● **Short exercise**: Retype each of the rows below word for word, with no changes.

● **Exercise materials**:
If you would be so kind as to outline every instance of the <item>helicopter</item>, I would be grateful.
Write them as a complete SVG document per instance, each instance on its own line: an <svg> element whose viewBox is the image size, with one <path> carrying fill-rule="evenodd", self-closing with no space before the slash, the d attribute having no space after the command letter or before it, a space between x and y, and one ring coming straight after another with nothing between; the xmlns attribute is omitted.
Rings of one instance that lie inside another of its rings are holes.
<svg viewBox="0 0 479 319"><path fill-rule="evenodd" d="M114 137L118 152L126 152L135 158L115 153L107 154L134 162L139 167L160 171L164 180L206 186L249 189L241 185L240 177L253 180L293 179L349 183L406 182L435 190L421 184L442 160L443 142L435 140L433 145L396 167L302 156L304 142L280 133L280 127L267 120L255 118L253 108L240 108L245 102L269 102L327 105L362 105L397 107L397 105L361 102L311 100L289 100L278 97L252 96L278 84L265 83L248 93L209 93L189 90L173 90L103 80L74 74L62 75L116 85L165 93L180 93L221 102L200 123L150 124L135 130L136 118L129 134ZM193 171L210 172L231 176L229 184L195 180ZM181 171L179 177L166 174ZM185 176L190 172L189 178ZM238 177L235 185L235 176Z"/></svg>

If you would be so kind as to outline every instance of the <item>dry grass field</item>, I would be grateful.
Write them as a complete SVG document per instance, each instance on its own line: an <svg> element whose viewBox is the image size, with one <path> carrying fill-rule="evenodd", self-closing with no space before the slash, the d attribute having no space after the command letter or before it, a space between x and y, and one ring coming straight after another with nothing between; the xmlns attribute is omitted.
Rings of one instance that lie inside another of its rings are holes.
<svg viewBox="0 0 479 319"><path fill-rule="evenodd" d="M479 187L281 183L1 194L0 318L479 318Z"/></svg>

● **Response**:
If you would be so kind as to outline every instance of the <item>helicopter</item>, I would be grateful.
Write them as a complete SVG document per instance, each instance on its own line: an <svg> element whose viewBox is the image size, with one <path> carrying fill-rule="evenodd", self-closing with no space before the slash, the d attribute having no space after the command letter or before it, a space between x and y, and one ring coming straight after another with nothing between; the xmlns attribute is omitted.
Rings of one instance that lie inside another of its rings are holes.
<svg viewBox="0 0 479 319"><path fill-rule="evenodd" d="M114 137L118 152L126 152L135 158L115 153L107 154L134 162L139 167L160 171L164 180L206 186L249 189L241 185L240 177L253 180L293 179L349 183L406 182L435 190L421 184L442 160L443 142L435 140L433 145L396 167L302 156L304 142L280 133L280 127L267 120L255 118L253 108L240 108L245 102L269 102L327 105L362 105L397 107L397 105L361 102L311 100L289 100L278 97L252 96L278 84L265 83L248 93L209 93L189 90L173 90L103 80L74 74L62 75L116 85L165 93L180 93L221 102L200 123L150 124L135 130L136 118L129 134ZM193 171L210 172L231 176L229 184L195 180ZM181 171L179 177L166 174ZM185 176L190 172L189 178ZM238 177L235 185L235 176Z"/></svg>

If you would be so kind as to outline every instance of the <item>dry grass field</item>, I would be grateful.
Write them as a complete SVG document per instance, each instance on its own line: an <svg> element whose viewBox is the image size, with one <path> carrying fill-rule="evenodd", self-closing with no space before the slash, the d attribute having no space after the command letter or before it, a space between x and y, and one ring coming straight after another with nothing between; the xmlns attribute is omitted.
Rings of one instance that lie inside another of its rings are holes.
<svg viewBox="0 0 479 319"><path fill-rule="evenodd" d="M479 187L281 183L1 194L0 318L479 318Z"/></svg>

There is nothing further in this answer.